* **PROBLEM**
Working from the records beneath this line, reproduce each one exactly.

* **Items from a data source**
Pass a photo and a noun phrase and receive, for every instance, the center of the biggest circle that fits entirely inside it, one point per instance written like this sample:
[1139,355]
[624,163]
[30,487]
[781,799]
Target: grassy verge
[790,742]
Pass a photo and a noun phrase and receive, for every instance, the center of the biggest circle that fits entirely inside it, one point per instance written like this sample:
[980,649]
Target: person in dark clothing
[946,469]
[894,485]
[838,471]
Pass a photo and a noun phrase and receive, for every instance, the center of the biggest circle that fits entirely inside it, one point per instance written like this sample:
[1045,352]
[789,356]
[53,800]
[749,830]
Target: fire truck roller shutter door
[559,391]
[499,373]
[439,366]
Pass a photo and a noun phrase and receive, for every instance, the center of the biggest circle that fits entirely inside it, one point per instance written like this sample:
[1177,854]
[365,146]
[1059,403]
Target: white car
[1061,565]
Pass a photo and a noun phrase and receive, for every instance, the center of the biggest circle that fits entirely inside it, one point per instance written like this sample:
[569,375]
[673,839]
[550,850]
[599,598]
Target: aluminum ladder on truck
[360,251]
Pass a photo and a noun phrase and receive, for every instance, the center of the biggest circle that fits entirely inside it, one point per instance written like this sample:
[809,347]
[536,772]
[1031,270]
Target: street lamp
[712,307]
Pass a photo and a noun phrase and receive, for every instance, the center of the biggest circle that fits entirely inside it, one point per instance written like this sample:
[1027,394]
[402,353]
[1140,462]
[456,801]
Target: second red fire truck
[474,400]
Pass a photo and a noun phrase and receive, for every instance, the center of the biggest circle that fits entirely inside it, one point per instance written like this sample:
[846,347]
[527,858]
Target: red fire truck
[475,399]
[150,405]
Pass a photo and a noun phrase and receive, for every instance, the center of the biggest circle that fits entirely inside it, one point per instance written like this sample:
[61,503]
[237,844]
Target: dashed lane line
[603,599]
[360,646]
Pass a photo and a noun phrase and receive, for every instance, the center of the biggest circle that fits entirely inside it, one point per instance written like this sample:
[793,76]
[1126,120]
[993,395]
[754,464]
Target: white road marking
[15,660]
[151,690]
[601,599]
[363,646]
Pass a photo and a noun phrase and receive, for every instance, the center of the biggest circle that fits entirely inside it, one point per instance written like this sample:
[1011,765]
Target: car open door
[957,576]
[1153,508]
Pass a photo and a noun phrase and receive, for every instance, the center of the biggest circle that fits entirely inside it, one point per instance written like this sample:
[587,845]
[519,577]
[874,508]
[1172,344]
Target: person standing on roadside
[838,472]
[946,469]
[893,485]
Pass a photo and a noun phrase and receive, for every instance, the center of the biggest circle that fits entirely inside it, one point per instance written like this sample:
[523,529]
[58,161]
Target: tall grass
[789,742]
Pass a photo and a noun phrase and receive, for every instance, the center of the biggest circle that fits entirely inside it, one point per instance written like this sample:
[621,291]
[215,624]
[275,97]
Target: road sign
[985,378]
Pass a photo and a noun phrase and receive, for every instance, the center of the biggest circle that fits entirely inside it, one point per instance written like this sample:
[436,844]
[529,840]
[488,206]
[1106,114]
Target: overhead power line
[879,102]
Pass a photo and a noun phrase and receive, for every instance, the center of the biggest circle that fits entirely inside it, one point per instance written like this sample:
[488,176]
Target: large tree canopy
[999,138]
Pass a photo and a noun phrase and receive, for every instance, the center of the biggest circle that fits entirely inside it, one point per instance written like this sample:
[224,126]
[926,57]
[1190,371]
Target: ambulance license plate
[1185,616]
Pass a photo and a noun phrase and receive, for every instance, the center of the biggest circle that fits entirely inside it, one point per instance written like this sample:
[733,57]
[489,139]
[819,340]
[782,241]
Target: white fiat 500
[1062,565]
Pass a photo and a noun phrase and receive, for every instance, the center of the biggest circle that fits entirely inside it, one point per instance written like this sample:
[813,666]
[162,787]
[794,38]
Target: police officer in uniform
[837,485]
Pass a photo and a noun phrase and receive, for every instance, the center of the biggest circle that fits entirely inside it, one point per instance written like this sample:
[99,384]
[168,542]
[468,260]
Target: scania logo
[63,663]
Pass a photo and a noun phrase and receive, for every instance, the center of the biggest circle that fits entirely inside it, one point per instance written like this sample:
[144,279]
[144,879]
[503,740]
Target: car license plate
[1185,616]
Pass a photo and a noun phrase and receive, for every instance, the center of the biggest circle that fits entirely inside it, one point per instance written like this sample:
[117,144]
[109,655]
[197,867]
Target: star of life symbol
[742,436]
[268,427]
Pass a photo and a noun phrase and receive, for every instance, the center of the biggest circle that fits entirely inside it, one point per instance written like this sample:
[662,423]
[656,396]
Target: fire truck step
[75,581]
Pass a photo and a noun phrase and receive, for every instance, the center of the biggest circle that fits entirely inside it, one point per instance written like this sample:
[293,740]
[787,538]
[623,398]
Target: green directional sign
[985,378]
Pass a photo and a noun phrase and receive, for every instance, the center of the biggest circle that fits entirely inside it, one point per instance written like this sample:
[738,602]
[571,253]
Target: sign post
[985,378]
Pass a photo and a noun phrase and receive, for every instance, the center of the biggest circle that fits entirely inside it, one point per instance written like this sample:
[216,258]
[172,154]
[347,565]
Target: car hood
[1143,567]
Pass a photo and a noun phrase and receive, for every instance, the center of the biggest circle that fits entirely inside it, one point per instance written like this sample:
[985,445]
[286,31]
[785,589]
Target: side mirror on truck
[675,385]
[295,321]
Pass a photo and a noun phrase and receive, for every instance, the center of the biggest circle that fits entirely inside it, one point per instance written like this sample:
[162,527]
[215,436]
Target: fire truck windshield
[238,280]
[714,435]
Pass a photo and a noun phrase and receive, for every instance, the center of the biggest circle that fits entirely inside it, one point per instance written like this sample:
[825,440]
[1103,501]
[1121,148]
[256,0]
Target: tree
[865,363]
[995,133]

* **ANSWER TO THE PROBLEM**
Pass a photo and a noun phrase and receive, for every instance, the center of the biggest circle that fits entirely inside it, one point per instance written like this sample:
[1139,355]
[624,163]
[30,487]
[781,799]
Target: grassy verge
[790,742]
Pass a photo and a noun phrase and receive, for every instance, the center of the biggest circle that fits entirely inside it, one point per instance written like this sample:
[980,649]
Target: person in dark clothing
[946,469]
[894,485]
[838,471]
Pass a photo and a noun phrase and receive, for every instance, the center of the biggest circle that fits entirely inside it, one point per instance written like this sample:
[1045,352]
[789,356]
[53,800]
[749,830]
Target: fire truck roller shutter door
[559,391]
[499,373]
[439,366]
Pass a photo and a noun phrase and receive, for every instance, the center of the biggest circle that fits entirely inside it, one point per instance written like this sample:
[1177,854]
[365,146]
[1059,403]
Target: white car
[1061,565]
Pass a photo and a noun phrase and receive, for every instance, the center of the biggest circle that fits entirely inside it, one point per instance written like this sample:
[569,375]
[673,839]
[550,850]
[599,598]
Target: aluminum ladder on truck
[360,251]
Pass a photo and a noun phrase and receive, for every instance, the center of the biggest circle that fits entirely inside it, one point per instance written like this sample:
[809,347]
[536,772]
[1031,270]
Target: street lamp
[712,307]
Pass a photo and a noun phrase and receive, for every instance, the center of the biggest circle that fits entirely inside it, one point per instance written like this sample:
[1027,394]
[402,353]
[1140,462]
[456,801]
Target: second red fire truck
[474,400]
Pass a photo and a noun phrase and receive, for every instance, the center of the biggest circle that fits entirely inside it, one point per instance written like this sample:
[846,347]
[527,858]
Target: red fire truck
[475,399]
[150,405]
Pass a photo and a noun phrase and receive, for every instance, the center of the biggest circle that fits entirely inside it, one point per instance written like this sample:
[61,503]
[237,844]
Target: dashed lane line
[603,599]
[360,646]
Pass a photo and a noun phrase and receive, for every instance, the center of the biggest circle that fits entirely inside it, one point per instance written like this sample:
[793,76]
[1126,120]
[993,395]
[754,464]
Target: white road marking
[15,660]
[151,690]
[601,599]
[363,646]
Pass a photo and a noun phrase and receive, for every instance, the center of the biggest circle that fits entirely inside it, one point per instance written like this sample:
[1011,765]
Target: car open door
[957,576]
[1153,508]
Pass a photo and a noun phrase and receive, for every instance, the center of the biggest circle that fits entirely inside it, one point per instance written like this sample:
[587,845]
[519,577]
[874,508]
[1172,344]
Target: person standing on roadside
[838,472]
[946,469]
[893,485]
Pass a photo and a noun phrase and receive, for every instance, the center of the biggest circle that fits entirely inside it, one point per instance written like this sample:
[523,529]
[58,161]
Target: tall grass
[789,742]
Pass a photo and a noun phrase and receive, for every instance, the center of the biggest circle that fits entirely inside it, one point per instance written like this sample:
[621,291]
[215,624]
[275,97]
Target: road sign
[985,378]
Pass a photo and a noun phrase and receive, for every instance, the center of the biggest circle that fits entirely inside it, one point per instance written like this sample:
[436,844]
[529,840]
[488,206]
[1106,114]
Target: overhead power line
[879,102]
Pass a photo and a noun phrase and receive, for every instance, the center of the biggest circle that fits entirely inside it, one point per instance written like this sample:
[488,176]
Target: large tree canopy
[999,138]
Pass a photo and a noun phrase and receive, for every instance, the center of the biggest circle that fits entirely inside it, one point per instance written like this sample:
[224,126]
[926,57]
[1190,371]
Target: ambulance license plate
[1185,616]
Pass a photo and a noun phrase and receive, for every instance, the center of the biggest circle that fits entirely inside it, one point per instance written like this sample:
[733,57]
[489,139]
[819,340]
[782,241]
Target: white fiat 500
[1062,565]
Pass a photo and a noun phrase and receive, for every instance, the center of the biggest circle that fits entirely inside it, one point per instance written like this sample:
[813,666]
[162,787]
[794,38]
Target: police officer in uniform
[837,485]
Pass a photo and a noun phrase and receive, for every instance, the center of the biggest circle that fits entirely inside it, one point per instance written like this sample:
[99,384]
[168,542]
[468,260]
Target: scania logo
[63,663]
Pass a photo and a noun phrase and receive, for every instance, the center of the biggest circle that fits entirely inside it, one point per instance written like this sample:
[144,279]
[144,879]
[503,740]
Target: car license plate
[1185,616]
Pass a photo and a noun phrase and receive, for every instance, the center of the biggest circle that fits entirely inside it, one point per instance written like this sample:
[117,144]
[109,655]
[197,867]
Target: star of life symbol
[742,436]
[268,427]
Pass a photo and a noun phrase and receive, for every instance, the center of the biggest circle that fits entirely inside it, one point per instance written like this sample:
[662,423]
[656,396]
Target: fire truck step
[75,581]
Pass a photo and a noun phrase and receive, for every instance, the center of the biggest circle that fits entirely inside it, one point per instance written like this sample:
[293,740]
[787,538]
[623,398]
Target: green directional sign
[985,378]
Pass a photo and a noun phrase and receive, for every instance, the center of the biggest circle that fits entirely inside it, one point per instance written like this sample:
[738,602]
[571,253]
Target: sign post
[985,378]
Pass a photo and a noun phrase and receive, for every instance, the center of the biggest circle that fits entirely inside it, one point per instance written like this sample:
[216,258]
[172,154]
[347,565]
Target: car hood
[1143,567]
Pass a photo and a noun phrase and receive, for every instance, the center of the biggest circle that fits entirely inside it, one point per instance written like this sample:
[985,445]
[286,31]
[785,589]
Target: side mirror on truck
[675,385]
[295,321]
Pass a photo and a noun phrase and receive, for every instance, the center of the biggest circle that fits entirely inside it, one point per instance written like this sample:
[162,527]
[215,436]
Target: fire truck windshield
[238,280]
[714,435]
Pass a photo and a noun phrase and receive, for every instance, the center of the biggest circle that fits entirely inside it, one point per instance written like this sample:
[825,440]
[1103,501]
[1121,148]
[256,0]
Target: tree
[865,363]
[995,133]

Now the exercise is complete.